DOCUMENT PASSAGE:
*** Begin section ***

Now Mateo is growing well and is enrolled in pre-primary school in the next-door hamlet of Ulete. Anaspelina comes by once a week for support. “She’s like a mother to me,” Vumilia says of the woman whose vigilance saved her son.

The Government of Tanzania launched the Integrated Management of Acute Malnutrition (IMAM) scale up plan, and UNICEF with NGO partners are working to deliver it “all the way from the ministry door down to the last of the village houses”, as Dr. Edoardo Occa of Doctors with Africa CUAMM puts it.

To help scale up this life-saving service, UNICEF through NGO partners like CUAMM focuses on increasing the proportion of health facilities providing treatment of children with severe acute malnutrition (SAM), so that children like Mateo don’t fall between the cracks.

However, the challenge remaining is increasing the demand for this important service. UNICEF and partners have put extra efforts to increase demand for IMAM, by supporting SAM screening by community health workers. “The overall challenge to us remains the mobilization of adequate predictable funding for effective scaling up of IMAM services,” says UNICEF Nutrition Chief Mauro Brero.

Two years after suffering severe acute malnutrition, Mateo is recovered and strong and looking forward to school. 

Mateo smiling after recovering from malnutrition.
Thanks to the programme, Mateo eats more nutritious meals and is growing strong.
Community health worker helping parents to prevent malnutrition.
Community Health Worker Anaspelina Boniface Kilowako noticed Mateo with signs of severe acute malnutrition and referred him for treatment that saved his life. Now she teaches his mother safe nutrition.

Acute malnutrition normally caused by sudden reductions in food intake or diet quality is preventable. The region has ample rainfall. Crops are plentiful, but not diverse enough to provide the adequate nutrition and balanced diet children need to thrive.

Maize is the main nutritional staple in the region. Farmers relied on it for steady yield, and mothers for cooking Makande (maize mixed with beans), the staple corn-and-bean meal that is often the only meal.

Dr. Occa explains that this is not classic food insecurity but nutrition insecurity. Their work tackles the issue on both ends, starting with teaching farmers to diversify their crops and grow a greater variety. At the same time, UNICEF supports to teach parents about the nutrition children require to thrive throughout the various stages of infancy and early childhood to ensure proper development. Research shows that rates of stunting, wasting, and underweight in children generally decrease as maternal education increases according to USAID data.

Nutritional informational sessions take place in monthly counselling groups, held by village CHWs like Anaspelina, who are trained in recognizing signs of malnutrition. They also understand their communities, and the practical and traditional obstacles that sometimes keep people from seeking conventional treatment or adhering to it.

*** End section ***

TASKS TO COMPLETE:
#1 Repeat verbatim the portion of the Tanzania nutrition passage running from "To help scale" up to and including "Chief Mauro Brero.".
#2 Answer these questions from the Tanzania nutrition passage:
(a) In which hamlet is Mateo enrolled in pre-primary school?
(b) Which organization is Dr. Edoardo Occa with?
(c) What is Makande made of?

ENTRIES SUPPLIED:
*** Begin section ***

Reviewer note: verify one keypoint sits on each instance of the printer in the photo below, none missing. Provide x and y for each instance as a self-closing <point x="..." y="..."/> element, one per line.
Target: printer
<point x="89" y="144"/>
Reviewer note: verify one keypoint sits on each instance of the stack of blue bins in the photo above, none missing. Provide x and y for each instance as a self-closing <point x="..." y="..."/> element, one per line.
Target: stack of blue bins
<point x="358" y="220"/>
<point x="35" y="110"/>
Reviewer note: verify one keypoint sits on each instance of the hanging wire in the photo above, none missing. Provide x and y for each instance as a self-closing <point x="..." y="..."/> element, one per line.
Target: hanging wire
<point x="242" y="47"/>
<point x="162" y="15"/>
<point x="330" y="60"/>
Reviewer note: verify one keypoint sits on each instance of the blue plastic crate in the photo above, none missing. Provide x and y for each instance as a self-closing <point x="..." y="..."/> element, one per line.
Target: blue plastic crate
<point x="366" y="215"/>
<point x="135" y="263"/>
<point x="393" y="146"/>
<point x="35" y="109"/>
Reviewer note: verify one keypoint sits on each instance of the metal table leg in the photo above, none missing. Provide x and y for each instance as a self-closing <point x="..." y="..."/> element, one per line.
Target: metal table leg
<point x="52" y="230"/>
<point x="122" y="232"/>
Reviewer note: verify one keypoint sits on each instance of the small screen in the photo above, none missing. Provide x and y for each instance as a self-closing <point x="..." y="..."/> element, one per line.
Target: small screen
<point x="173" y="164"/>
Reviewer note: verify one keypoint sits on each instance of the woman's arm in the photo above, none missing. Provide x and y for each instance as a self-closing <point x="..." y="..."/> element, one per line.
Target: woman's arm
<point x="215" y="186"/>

*** End section ***

TASK RESPONSES:
#1
To help scale up this life-saving service, UNICEF through NGO partners like CUAMM focuses on increasing the proportion of health facilities providing treatment of children with severe acute malnutrition (SAM), so that children like Mateo don’t fall between the cracks.

However, the challenge remaining is increasing the demand for this important service. UNICEF and partners have put extra efforts to increase demand for IMAM, by supporting SAM screening by community health workers. “The overall challenge to us remains the mobilization of adequate predictable funding for effective scaling up of IMAM services,” says UNICEF Nutrition Chief Mauro Brero.

#2
(a) Ulete
(b) Doctors with Africa CUAMM
(c) Maize mixed with beans